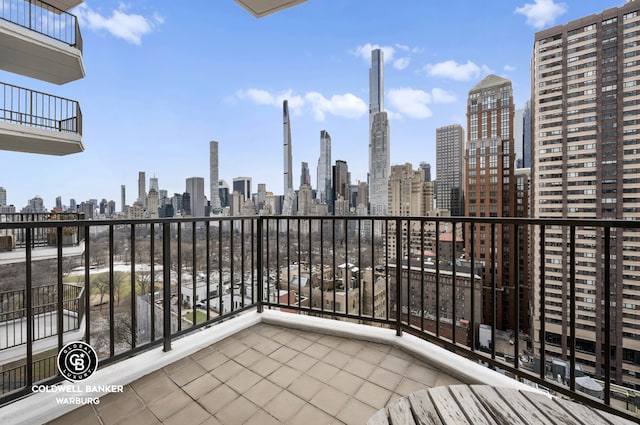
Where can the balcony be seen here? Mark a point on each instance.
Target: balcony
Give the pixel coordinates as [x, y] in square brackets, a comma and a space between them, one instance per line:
[263, 319]
[40, 41]
[36, 122]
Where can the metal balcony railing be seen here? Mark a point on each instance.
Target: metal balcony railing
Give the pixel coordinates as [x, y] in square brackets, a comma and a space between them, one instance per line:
[148, 282]
[40, 110]
[44, 19]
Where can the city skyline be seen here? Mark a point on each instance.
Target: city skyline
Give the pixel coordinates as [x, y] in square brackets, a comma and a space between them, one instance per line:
[146, 110]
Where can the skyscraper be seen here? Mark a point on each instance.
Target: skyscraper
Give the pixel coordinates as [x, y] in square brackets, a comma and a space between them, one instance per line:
[379, 164]
[376, 84]
[324, 169]
[305, 174]
[214, 192]
[153, 184]
[286, 145]
[449, 163]
[490, 191]
[379, 149]
[426, 167]
[585, 162]
[522, 136]
[195, 189]
[142, 191]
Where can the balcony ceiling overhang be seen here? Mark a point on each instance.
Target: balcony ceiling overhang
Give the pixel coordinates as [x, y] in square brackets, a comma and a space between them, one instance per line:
[260, 8]
[65, 5]
[34, 55]
[20, 138]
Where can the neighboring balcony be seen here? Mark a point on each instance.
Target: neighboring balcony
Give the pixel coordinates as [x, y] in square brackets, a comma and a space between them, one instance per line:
[269, 319]
[36, 122]
[41, 41]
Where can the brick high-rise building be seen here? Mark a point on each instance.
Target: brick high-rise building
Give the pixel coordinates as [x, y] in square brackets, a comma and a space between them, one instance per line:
[490, 191]
[585, 162]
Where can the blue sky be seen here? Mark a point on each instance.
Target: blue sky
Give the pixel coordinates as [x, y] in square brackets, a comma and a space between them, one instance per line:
[163, 79]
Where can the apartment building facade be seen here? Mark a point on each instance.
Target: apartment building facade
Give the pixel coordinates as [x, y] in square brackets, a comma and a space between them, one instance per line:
[586, 164]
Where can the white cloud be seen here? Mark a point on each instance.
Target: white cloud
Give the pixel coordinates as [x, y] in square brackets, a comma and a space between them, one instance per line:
[457, 71]
[414, 103]
[390, 53]
[410, 102]
[542, 12]
[364, 51]
[401, 63]
[442, 96]
[128, 26]
[343, 105]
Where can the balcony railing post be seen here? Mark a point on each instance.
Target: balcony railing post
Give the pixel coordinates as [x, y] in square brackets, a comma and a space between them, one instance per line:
[166, 284]
[260, 222]
[399, 278]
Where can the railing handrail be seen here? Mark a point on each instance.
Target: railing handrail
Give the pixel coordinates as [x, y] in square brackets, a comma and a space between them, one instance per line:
[57, 26]
[277, 260]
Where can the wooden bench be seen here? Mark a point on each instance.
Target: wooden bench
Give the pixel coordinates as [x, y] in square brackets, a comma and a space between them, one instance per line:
[484, 404]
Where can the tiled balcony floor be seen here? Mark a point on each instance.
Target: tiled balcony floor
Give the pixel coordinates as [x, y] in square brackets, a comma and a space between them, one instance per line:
[267, 374]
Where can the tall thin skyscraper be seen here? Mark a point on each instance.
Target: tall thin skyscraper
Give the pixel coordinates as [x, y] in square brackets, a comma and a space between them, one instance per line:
[585, 160]
[305, 174]
[522, 136]
[324, 169]
[379, 165]
[142, 185]
[195, 189]
[376, 84]
[242, 185]
[214, 191]
[449, 164]
[490, 187]
[379, 149]
[153, 184]
[286, 145]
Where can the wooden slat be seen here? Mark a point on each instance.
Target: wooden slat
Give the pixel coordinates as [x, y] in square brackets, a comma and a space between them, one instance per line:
[584, 414]
[523, 407]
[423, 408]
[379, 418]
[496, 406]
[447, 406]
[473, 408]
[551, 409]
[400, 413]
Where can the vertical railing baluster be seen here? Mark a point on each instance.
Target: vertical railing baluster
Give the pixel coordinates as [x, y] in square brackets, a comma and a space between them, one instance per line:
[572, 307]
[29, 308]
[112, 325]
[493, 290]
[472, 274]
[541, 284]
[437, 312]
[60, 294]
[607, 315]
[207, 225]
[260, 272]
[134, 298]
[166, 284]
[399, 278]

====

What needs to be done:
Every entry in the listing is to be duplicated precisely, except for its pictures.

Result of the exercise:
Where can the balcony be seen here? Mark a point on each instance.
Target: balcony
Give the pixel coordinates as [x, y] in square brackets, a comma and a space between them, one instance per line:
[263, 319]
[40, 41]
[36, 122]
Where can the metal balcony railing be seen here? Mark a point on each instance.
Target: metal balcony railing
Give the pixel coordinates as [x, y] in square brackets, a comma and a space between them, one instance per line:
[148, 282]
[40, 110]
[44, 19]
Where can the city skyline be seen here? Mark a point on each instance.
Target: city skyline
Give the pixel coordinates as [x, y] in square brackets, a comma and a space between them, one instance per line:
[146, 110]
Where can the skyscraper be seen here? Mark a point on each instance.
Target: skyscraper
Give the pixel coordinates as [x, y] in square brackets, a comma and a space between them, one instance per line:
[379, 164]
[376, 84]
[324, 169]
[305, 174]
[214, 192]
[153, 184]
[286, 145]
[449, 163]
[490, 191]
[379, 149]
[426, 167]
[585, 162]
[522, 136]
[195, 189]
[142, 191]
Where can the balcony ceiling overhang be seen here? Mark a point on each instance.
Target: balcony ceiling overhang
Give the pixel coordinates as [x, y] in square brackets, a comma and a space between them, one instance per line:
[260, 8]
[65, 5]
[34, 55]
[20, 138]
Where can the neighboring balcony be seen here? Mark a point on each instance.
Target: neighboring balcony
Give the pixel coordinates as [x, y] in square brackets, a comma and a space between them, one instance per line:
[269, 319]
[36, 122]
[41, 41]
Where can the brick high-rise building be seen here? Mark a point on each instance.
Target: brick high-rise building
Give the pixel coordinates as [x, y] in square brackets, a comma and a space between them, one instance per line:
[490, 191]
[585, 162]
Where can the blue sky be seen here? Mark a point on each instance.
Target: blue sky
Give the pixel coordinates as [x, y] in square brackets, a comma and a space between them, one instance per line:
[163, 79]
Where can the apartment building facade be seen here? Mark a point on each instance.
Target: apartment building facade
Give the pixel coordinates as [x, y] in square brackets, a comma and a space between them, one instance per line:
[586, 164]
Where can the white cloud be seen here? Mark a point on each instance.
Target: white cloud
Give the pixel coordinates as [x, y] in square brackets, a comma and a space between them, one instance per line:
[457, 71]
[414, 103]
[390, 53]
[410, 102]
[542, 12]
[364, 51]
[401, 63]
[442, 96]
[128, 26]
[343, 105]
Where can the balcony railing post be seen here? Mark a point on each instance.
Target: balcony railing post
Give the pixel coordinates as [x, y] in square brackets, a comma and a space between them, one instance per line:
[166, 284]
[260, 222]
[399, 278]
Where can the railing handrail be seen here? Mark a point on each instance.
Target: railing handrail
Give the pixel coordinates as [x, y] in square brackets, a comma and a space between them, one instance per line:
[57, 26]
[277, 260]
Where can the wooden bench be seen here? Mark a point on each instance.
Target: wooden bench
Give the pixel coordinates as [x, y] in square brackets, a comma and a space between them, one instance per line:
[484, 404]
Where can the tiled balcony floor be seen here? Mark a point on each instance.
Target: tiled balcony floor
Give the pixel coordinates as [x, y] in square brackets, a comma and a space between them, one instance per line:
[267, 374]
Where can the tall thin skyscraper be seen here? Mark a point on each instance.
Target: tall thin skyscraper
Give the pixel coordinates as [x, y] in square brackets, a comma and a space between them, one instance per line:
[585, 160]
[305, 174]
[522, 136]
[324, 169]
[379, 165]
[142, 185]
[195, 189]
[376, 84]
[242, 185]
[214, 191]
[449, 164]
[490, 187]
[379, 149]
[153, 184]
[286, 145]
Where can the wooden slat be seen here? Mark a point on each instance.
Target: wooden slat
Give the pixel coordinates as [x, y] in square brackets, a comma and a space between them, one instance per line:
[584, 414]
[523, 407]
[423, 408]
[379, 418]
[496, 406]
[447, 406]
[473, 408]
[551, 409]
[400, 413]
Where can the vertical railing baluster be seen here? Mark a point on each instance.
Target: vertical railing baluster
Give the pixel coordinates as [x, y] in square brackets, a comma and a space between them, one instance per line:
[572, 307]
[29, 308]
[112, 325]
[493, 290]
[472, 274]
[541, 284]
[437, 312]
[60, 294]
[607, 315]
[207, 225]
[260, 272]
[134, 298]
[166, 284]
[399, 278]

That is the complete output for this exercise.